Earnings calls and industry research point the same direction: options and upgrades carry higher gross margins than the base house. KB Home’s earnings data shows build-to-order homes running 3–5 percentage points above spec on gross margin. Toll Brothers’ BTO margins above 30% vs. a ~28% blended average tell a similar story.

The reason is straightforward. Design studio selections and structural options are priced at retail, with limited competitive pressure. The buyer has already committed to the builder and the community. Material and labor costs for upgrades are well-known. And many of the highest-margin upgrades (lot premiums, elevation changes, extended patios) involve minimal incremental cost.

Option margins also appear more resilient to incentive pressure than the base house price. When builders offer concessions, base prices compress. Design studio selections, priced at retail in a captive context, hold their margins.

Buyer Psychology: Overspending, Stress, and Cancellations

The financial data is one piece. Buyer behavior is another.

In 2020, Meritage Homes commissioned a study through Wakefield Research on the new home upgrade experience. The numbers: 45% of buyers exceeded their upgrade budget, overspending by an average of $21,000. One in four found the process stressful. And 37% said their finished homes didn’t turn out as they expected.

Meritage responded by redesigning the process from scratch. They cut design center time from 20+ hours per buyer to about 3 hours using curated collections. The idea: a faster, less stressful process could maintain upgrade revenue while cutting friction and buyer regret.

45%

of buyers exceeded their upgrade budget by $21K+ on average. Meritage Homes / Wakefield Research, 2020. On an ASP of ~$400K, buyers planned to spend one amount on upgrades and spent considerably more. The experience itself drives revenue beyond what buyers initially intend.

Then there’s retention. Toll Brothers has historically averaged a cancellation rate in the low single digits — roughly 2–3%, well below the industry average. Yearley attributes part of that to the attachment buyers build through the design studio process. Once you’ve spent hours picking finishes and making a home yours, you’re less inclined to walk away.

Both Toll and Tri Pointe have said on earnings calls that buyers prefer incentive dollars directed toward design studio upgrades over mortgage rate reductions. The upgrade experience becomes its own form of switching cost.

Cancellations are among the most expensive events in homebuilding: remarketing costs, price reductions, carrying costs, lost momentum in the community. If a well-run upgrade process reduces cancellations even modestly, the avoided cost goes straight to margin.

Why This Data Doesn’t Exist Elsewhere

Three reasons this data doesn’t exist:

SEC disclosure standards don’t require it. Revenue from options and upgrades is not a separately reportable segment under GAAP. Builders include it in “homebuilding revenue” and have no obligation to break it out. Only those with a strategic reason to highlight the metric — Toll Brothers using it to demonstrate ASP resilience, PulteGroup to explain margin performance — choose to disclose.

Competitive sensitivity. Option pricing, attach rates, and design studio profitability are among the most competitively sensitive metrics in the industry. Builders who have built effective upgrade programs have little incentive to quantify them publicly.

--- Material provided ---
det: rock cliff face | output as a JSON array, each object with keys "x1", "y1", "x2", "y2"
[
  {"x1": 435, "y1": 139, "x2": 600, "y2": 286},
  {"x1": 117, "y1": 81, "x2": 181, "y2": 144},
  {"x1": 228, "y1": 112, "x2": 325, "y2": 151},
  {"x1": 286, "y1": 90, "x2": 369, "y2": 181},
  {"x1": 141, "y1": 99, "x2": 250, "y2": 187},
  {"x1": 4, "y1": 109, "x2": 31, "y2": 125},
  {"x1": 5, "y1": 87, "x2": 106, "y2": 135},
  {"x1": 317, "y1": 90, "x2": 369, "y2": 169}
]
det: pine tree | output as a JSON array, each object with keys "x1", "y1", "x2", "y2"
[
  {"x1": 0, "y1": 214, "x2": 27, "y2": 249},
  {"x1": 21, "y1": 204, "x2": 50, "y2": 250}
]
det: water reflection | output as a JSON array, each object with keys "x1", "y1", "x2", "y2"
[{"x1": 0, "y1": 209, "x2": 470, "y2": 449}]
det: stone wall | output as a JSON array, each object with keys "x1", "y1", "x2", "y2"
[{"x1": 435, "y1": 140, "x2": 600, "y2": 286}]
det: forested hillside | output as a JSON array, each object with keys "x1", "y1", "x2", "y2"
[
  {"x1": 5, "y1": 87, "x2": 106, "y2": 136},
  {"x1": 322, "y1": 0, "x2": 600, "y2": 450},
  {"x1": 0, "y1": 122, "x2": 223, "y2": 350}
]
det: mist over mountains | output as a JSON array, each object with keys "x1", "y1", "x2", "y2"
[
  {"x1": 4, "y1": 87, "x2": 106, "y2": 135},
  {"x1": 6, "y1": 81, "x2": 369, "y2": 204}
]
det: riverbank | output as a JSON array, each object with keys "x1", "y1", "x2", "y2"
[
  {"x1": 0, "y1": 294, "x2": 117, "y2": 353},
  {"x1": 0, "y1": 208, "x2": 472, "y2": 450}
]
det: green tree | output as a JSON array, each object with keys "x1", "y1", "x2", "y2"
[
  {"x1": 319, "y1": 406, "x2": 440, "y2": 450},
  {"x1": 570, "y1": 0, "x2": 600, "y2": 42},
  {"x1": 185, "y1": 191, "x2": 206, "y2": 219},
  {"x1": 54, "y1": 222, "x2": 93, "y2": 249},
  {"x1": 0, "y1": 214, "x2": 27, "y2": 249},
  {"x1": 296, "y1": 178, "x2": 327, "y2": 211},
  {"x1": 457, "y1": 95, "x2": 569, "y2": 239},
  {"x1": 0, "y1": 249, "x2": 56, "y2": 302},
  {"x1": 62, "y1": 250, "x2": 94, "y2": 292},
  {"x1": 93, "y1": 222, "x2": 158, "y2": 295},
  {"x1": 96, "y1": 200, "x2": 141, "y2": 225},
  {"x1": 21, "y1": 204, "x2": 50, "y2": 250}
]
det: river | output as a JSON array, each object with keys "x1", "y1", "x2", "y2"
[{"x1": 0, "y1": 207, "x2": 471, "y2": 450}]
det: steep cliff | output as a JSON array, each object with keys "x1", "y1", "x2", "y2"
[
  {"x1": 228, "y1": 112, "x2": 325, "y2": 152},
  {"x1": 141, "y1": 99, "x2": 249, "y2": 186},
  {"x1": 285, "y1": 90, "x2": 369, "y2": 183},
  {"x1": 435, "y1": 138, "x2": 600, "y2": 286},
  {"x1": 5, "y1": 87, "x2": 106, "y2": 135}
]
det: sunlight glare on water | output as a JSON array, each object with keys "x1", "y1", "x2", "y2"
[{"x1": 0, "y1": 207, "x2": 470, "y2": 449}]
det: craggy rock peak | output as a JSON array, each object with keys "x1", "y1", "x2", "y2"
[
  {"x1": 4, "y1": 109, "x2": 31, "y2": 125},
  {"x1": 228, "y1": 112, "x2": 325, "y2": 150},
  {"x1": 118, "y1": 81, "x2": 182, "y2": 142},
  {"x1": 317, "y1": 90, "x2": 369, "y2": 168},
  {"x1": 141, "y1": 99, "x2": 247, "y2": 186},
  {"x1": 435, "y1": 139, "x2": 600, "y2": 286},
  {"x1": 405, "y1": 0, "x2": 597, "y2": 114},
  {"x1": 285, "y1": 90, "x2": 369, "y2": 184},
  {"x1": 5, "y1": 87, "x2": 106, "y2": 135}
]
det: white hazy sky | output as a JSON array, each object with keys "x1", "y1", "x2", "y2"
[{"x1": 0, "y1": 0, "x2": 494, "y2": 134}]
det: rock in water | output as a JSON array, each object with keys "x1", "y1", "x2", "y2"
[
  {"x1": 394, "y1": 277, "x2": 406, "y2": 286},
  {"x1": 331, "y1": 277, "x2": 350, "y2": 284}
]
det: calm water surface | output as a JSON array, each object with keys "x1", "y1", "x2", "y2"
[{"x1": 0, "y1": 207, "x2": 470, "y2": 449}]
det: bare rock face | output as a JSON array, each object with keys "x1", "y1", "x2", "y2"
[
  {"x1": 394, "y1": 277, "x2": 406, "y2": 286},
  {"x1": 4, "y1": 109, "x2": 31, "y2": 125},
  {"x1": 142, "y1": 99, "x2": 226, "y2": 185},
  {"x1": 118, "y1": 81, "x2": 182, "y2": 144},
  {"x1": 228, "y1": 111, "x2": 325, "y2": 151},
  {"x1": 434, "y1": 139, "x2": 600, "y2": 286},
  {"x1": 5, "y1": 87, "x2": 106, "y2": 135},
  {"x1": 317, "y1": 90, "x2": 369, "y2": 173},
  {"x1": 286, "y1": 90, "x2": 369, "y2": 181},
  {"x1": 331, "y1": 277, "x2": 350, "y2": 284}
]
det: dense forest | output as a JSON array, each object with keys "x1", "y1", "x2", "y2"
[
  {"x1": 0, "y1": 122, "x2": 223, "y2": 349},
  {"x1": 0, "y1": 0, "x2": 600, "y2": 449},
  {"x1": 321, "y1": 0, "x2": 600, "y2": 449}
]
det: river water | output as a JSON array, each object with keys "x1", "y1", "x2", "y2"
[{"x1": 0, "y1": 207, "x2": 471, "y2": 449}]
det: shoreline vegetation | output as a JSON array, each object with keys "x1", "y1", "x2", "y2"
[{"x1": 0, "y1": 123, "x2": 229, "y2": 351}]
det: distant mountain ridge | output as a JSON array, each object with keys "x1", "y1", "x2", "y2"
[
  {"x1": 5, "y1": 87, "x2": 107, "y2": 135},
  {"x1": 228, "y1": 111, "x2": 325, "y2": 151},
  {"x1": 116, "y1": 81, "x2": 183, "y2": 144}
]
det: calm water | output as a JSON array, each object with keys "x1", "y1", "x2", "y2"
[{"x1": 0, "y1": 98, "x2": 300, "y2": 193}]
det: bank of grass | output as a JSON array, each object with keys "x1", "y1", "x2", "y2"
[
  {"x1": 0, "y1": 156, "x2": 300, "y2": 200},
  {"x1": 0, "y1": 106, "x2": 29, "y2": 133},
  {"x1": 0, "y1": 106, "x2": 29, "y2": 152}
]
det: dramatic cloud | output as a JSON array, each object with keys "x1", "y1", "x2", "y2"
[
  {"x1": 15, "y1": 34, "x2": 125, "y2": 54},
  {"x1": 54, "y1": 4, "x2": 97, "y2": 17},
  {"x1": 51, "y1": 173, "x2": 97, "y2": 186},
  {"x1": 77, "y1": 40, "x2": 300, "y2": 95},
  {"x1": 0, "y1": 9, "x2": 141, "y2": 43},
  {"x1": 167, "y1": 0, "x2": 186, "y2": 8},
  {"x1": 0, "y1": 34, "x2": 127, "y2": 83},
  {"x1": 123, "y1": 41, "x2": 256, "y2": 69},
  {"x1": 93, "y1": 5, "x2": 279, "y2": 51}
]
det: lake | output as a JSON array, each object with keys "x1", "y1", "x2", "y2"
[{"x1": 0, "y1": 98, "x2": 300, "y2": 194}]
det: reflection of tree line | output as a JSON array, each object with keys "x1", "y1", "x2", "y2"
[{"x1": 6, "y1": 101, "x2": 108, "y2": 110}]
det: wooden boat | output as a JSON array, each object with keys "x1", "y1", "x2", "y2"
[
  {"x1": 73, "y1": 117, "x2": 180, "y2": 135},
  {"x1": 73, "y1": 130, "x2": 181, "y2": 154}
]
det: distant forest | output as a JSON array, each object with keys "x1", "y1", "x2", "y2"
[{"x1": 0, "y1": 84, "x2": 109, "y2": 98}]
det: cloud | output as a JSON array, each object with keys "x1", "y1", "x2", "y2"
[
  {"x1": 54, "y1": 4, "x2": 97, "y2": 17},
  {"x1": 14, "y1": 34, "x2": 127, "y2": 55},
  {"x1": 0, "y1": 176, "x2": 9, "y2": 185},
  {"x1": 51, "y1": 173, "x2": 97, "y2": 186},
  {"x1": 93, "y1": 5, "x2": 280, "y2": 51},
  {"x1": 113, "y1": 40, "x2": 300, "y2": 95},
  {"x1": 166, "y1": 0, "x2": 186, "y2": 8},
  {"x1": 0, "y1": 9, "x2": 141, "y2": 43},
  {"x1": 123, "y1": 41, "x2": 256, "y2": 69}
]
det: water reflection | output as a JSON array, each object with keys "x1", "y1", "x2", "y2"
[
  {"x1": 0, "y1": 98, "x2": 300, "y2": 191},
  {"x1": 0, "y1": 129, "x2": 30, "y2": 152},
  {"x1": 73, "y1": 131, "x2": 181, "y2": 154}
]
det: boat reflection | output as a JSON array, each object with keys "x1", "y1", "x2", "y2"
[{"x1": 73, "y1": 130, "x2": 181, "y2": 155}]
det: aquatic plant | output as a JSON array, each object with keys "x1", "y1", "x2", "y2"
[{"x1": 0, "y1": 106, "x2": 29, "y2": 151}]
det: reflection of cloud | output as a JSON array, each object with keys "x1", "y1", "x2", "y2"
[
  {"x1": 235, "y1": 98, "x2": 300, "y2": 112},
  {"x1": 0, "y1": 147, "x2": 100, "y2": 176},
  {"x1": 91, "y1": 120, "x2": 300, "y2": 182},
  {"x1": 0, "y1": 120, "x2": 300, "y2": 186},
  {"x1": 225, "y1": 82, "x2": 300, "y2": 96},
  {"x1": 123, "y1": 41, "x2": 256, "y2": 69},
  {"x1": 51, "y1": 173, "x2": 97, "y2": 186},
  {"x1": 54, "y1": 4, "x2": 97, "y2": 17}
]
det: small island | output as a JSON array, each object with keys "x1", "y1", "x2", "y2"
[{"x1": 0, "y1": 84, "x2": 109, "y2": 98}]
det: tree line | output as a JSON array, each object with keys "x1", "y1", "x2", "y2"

--- Task requirements ---
1) Answer these questions from the homebuilding upgrades text, one per line:
(a) By how many percentage points do KB Home's build-to-order homes run above spec homes on gross margin?
(b) Which research firm did Meritage Homes commission for its 2020 study?
(c) Roughly what cancellation rate has Toll Brothers historically averaged?
2) For each statement, say yes or no depending on whether the homebuilding upgrades text agrees, and quote the words from the text that decide it.
(a) Meritage reduced design center time to about 3 hours per buyer.
(b) Under GAAP, revenue from options and upgrades must be reported as a separate segment.
(c) When builders offer concessions, design studio selections lose their margins.

--- Outputs by task ---
1)
(a) 3–5 percentage points
(b) Wakefield Research
(c) Roughly 2–3%

2)
(a) Yes: "They cut design center time from 20+ hours per buyer to about 3 hours using curated collections."
(b) No: "Revenue from options and upgrades is not a separately reportable segment under GAAP."
(c) No: "Design studio selections, priced at retail in a captive context, hold their margins."